START WORKING DATA
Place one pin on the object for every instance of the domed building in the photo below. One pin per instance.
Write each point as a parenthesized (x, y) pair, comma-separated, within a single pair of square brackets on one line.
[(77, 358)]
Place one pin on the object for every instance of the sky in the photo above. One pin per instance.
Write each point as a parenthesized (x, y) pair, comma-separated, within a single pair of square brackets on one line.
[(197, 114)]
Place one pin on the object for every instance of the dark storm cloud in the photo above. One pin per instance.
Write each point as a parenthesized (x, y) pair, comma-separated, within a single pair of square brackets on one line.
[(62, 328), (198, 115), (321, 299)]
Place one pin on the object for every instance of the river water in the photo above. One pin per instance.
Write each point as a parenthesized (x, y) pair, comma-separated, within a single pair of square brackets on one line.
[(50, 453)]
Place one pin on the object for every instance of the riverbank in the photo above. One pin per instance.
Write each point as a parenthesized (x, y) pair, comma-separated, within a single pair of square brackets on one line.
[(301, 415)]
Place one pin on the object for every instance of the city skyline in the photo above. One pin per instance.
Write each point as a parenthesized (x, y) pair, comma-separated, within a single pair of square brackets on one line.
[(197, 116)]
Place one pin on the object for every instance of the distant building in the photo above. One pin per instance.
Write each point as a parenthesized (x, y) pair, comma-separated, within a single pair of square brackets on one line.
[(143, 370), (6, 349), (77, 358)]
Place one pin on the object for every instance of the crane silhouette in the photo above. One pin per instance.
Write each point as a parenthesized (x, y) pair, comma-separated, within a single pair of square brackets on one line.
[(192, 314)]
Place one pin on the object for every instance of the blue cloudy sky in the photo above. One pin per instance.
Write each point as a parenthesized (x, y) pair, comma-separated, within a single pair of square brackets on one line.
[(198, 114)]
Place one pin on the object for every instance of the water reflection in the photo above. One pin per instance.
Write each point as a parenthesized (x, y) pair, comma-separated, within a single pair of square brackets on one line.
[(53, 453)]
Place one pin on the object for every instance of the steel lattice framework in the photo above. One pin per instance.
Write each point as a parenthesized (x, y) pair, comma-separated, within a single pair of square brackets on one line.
END WORKING DATA
**WHAT IS EXPECTED:** Check each line above for the string "every" and show the ones that have it.

**OUTPUT OF THE TASK:**
Place one pin on the object for every instance of the domed building in the photo below. One pin per instance.
Place one pin on the object for every instance of the sky in the photo above. One pin per instance.
Place one pin on the object for every instance of the dark storm cloud in the photo above. One pin per instance.
Place one pin on the object for every instance of the river water in the photo above. One pin per instance.
Place one pin on the object for every instance of the riverbank in the photo above. One pin per instance.
Place one pin on the object for every instance of the city skyline in the photo above. One pin per instance.
Place one pin on the object for every instance of the distant building in the photo above. One pin per instance.
Place one pin on the object for every instance of the crane silhouette in the photo above. One pin per instance.
Place one pin on the object for every instance of the blue cloudy sky in the photo above. One pin per instance.
Place one pin on the object for every instance of the water reflection in the photo above. One pin per instance.
Place one pin on the object for every instance of the steel lattice framework in the photo above. One pin per instance.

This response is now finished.